▶ [Dataset records]

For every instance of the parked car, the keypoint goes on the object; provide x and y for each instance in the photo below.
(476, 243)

---

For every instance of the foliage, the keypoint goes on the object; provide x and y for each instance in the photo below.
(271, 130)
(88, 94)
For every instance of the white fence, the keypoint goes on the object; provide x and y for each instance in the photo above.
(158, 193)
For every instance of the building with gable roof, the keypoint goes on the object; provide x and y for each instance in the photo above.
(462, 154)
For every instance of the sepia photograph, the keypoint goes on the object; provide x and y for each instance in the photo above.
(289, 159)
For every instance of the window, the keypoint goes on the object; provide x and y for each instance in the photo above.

▶ [What you need to do] Duplicate the entries word for word, starting at the line that contains "For every instance of the white" and ending at the line that contains "For every instance of the window, the", with both of those lines included.

▶ [Reply to the exercise]
For every instance of the white fence, the keypoint goes on the object; provide x and y for each instance in the photo above.
(158, 193)
For every instance of the building with gable roof, the keypoint goes on the object; provide x and y for each instance in the photo above.
(462, 154)
For every instance of the sepia photograph, the keypoint goes on the object; provide x and y for each instance in the photo above.
(289, 159)
For every instance of the window, the keypoint goes on the object; provide x and y for each instance in the photo above.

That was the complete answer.